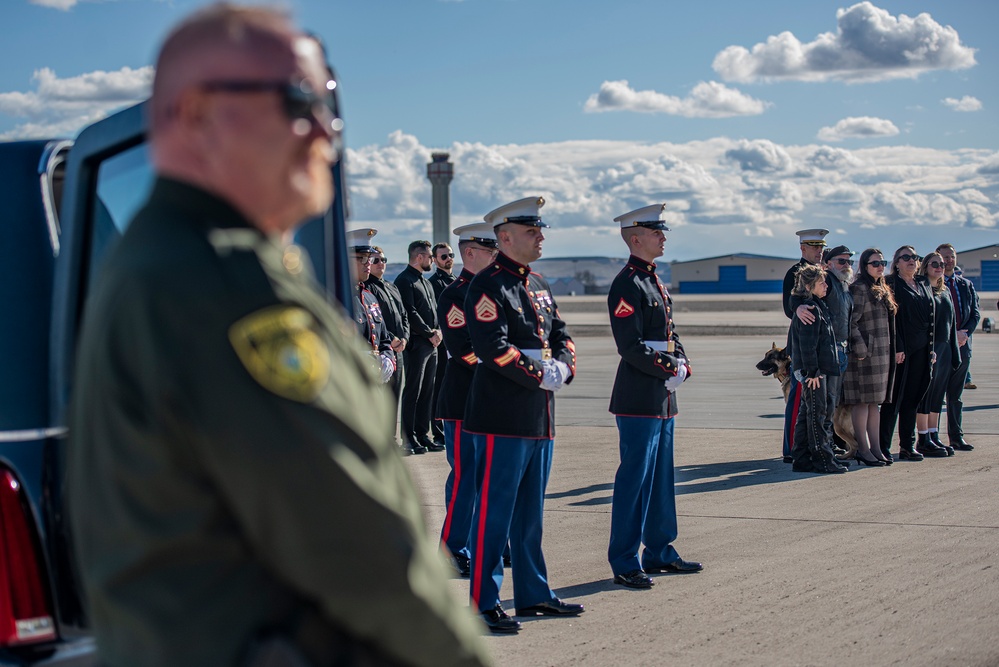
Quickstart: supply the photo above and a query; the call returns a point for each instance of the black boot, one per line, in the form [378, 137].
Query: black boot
[935, 439]
[927, 447]
[825, 462]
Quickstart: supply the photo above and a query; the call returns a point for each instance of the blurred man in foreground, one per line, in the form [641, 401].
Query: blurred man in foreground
[236, 496]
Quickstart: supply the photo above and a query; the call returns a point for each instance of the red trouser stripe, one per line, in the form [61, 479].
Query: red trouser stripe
[456, 449]
[794, 413]
[481, 530]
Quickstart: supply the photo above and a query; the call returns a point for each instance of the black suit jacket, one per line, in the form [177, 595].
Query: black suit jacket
[421, 306]
[393, 309]
[440, 280]
[970, 314]
[510, 308]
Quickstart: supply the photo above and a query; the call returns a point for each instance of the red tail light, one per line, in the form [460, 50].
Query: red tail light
[25, 616]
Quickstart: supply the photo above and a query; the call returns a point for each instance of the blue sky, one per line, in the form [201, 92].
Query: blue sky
[876, 120]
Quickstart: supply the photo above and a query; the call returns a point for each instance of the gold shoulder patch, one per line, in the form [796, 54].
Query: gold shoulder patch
[280, 348]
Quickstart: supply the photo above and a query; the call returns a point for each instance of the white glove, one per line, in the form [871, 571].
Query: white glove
[387, 366]
[556, 373]
[681, 375]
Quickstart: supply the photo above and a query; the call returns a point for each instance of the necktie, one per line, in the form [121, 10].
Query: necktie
[952, 284]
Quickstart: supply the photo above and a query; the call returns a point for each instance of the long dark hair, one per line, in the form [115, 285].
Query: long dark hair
[879, 288]
[901, 251]
[938, 287]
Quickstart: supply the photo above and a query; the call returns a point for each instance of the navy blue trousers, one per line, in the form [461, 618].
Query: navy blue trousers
[644, 509]
[460, 488]
[510, 504]
[791, 414]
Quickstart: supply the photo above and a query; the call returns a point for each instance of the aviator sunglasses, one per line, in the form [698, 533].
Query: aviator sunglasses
[299, 100]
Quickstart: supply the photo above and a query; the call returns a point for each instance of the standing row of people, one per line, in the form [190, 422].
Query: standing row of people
[399, 319]
[906, 349]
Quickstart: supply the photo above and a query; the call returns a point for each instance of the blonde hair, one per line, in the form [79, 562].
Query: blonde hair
[806, 279]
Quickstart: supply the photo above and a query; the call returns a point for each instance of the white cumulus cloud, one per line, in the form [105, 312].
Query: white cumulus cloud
[716, 191]
[59, 107]
[708, 99]
[869, 45]
[966, 103]
[858, 127]
[759, 155]
[64, 5]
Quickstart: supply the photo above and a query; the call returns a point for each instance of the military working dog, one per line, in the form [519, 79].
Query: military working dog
[777, 362]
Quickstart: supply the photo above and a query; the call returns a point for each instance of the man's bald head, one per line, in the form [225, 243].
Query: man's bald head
[216, 43]
[223, 115]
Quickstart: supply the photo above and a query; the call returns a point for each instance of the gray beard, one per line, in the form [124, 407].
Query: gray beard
[844, 275]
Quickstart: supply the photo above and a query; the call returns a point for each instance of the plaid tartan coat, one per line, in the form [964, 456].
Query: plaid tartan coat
[872, 336]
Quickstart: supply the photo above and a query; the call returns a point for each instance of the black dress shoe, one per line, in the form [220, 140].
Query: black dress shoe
[875, 463]
[934, 452]
[499, 622]
[634, 579]
[430, 446]
[553, 607]
[460, 565]
[676, 567]
[804, 465]
[413, 447]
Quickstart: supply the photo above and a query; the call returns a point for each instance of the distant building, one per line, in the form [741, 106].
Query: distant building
[981, 267]
[741, 273]
[567, 287]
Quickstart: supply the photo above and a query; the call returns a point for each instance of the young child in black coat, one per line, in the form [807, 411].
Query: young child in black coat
[813, 358]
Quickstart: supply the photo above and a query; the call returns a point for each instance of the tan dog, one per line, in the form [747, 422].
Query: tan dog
[777, 362]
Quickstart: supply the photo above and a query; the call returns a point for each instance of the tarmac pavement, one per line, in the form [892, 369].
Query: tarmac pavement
[880, 566]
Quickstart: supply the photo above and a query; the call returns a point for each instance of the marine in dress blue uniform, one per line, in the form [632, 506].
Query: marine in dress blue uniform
[811, 242]
[652, 366]
[526, 357]
[368, 313]
[443, 257]
[477, 247]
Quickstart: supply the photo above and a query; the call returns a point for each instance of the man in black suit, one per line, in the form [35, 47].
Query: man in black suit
[394, 312]
[965, 299]
[421, 352]
[443, 276]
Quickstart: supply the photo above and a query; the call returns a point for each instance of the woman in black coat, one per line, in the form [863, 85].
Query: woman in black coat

^^^^

**What the exercise asks:**
Select the lines from the entries that include the word "woman".

**Answer space:**
Quickstart: supply the photo above and a query; the call returns a point for each instance of the woman in black coat, one per line, in the form [863, 85].
Query: woman in black coat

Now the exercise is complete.